Dataset entries:
--
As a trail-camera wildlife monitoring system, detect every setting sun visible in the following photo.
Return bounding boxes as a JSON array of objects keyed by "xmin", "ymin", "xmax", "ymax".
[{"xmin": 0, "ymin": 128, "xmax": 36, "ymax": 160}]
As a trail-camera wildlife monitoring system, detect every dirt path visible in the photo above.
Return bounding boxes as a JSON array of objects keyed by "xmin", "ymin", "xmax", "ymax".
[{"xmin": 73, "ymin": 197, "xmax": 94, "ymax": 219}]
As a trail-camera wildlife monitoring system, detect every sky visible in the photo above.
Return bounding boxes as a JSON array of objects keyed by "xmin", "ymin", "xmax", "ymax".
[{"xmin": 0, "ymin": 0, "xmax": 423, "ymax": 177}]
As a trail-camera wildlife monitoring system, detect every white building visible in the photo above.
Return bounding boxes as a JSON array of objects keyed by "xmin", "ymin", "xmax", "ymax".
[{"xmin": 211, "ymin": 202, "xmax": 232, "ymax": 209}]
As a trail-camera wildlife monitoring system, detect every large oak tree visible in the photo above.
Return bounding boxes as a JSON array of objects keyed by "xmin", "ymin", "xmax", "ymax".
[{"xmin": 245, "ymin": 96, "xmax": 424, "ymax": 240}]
--
## PROBLEM TO WORK ON
Would you output every entry exactly as it was written?

## WRITTEN SOLUTION
As a trail-camera wildlife monitoring system, detect every setting sun visible in the following photo.
Return bounding boxes as a JSON array of objects keyed by "xmin", "ymin", "xmax", "ymax".
[{"xmin": 0, "ymin": 128, "xmax": 36, "ymax": 160}]
As a trail-camera wildlife monitoring system, detect every dirt path visible in the photo above.
Return bounding boxes as a JSON array of objects keyed by "xmin", "ymin", "xmax", "ymax".
[{"xmin": 73, "ymin": 197, "xmax": 94, "ymax": 219}]
As a trail-camera wildlife monitoring system, detect every sky visible in the photo above.
Return bounding boxes as a JSON array of objects keyed by "xmin", "ymin", "xmax", "ymax".
[{"xmin": 0, "ymin": 0, "xmax": 423, "ymax": 177}]
As a trail-camera wildlife monitoring system, detect every white building visible in the photo above.
Return bounding boxes as a JSON array of objects keyed by "xmin", "ymin", "xmax", "ymax".
[{"xmin": 211, "ymin": 202, "xmax": 232, "ymax": 209}]
As a trail-camera wildlife monitoring system, detect every large oak tree visible in the photo above.
Return bounding boxes as a JSON array of objects keyed by "xmin", "ymin", "xmax", "ymax".
[{"xmin": 245, "ymin": 96, "xmax": 424, "ymax": 240}]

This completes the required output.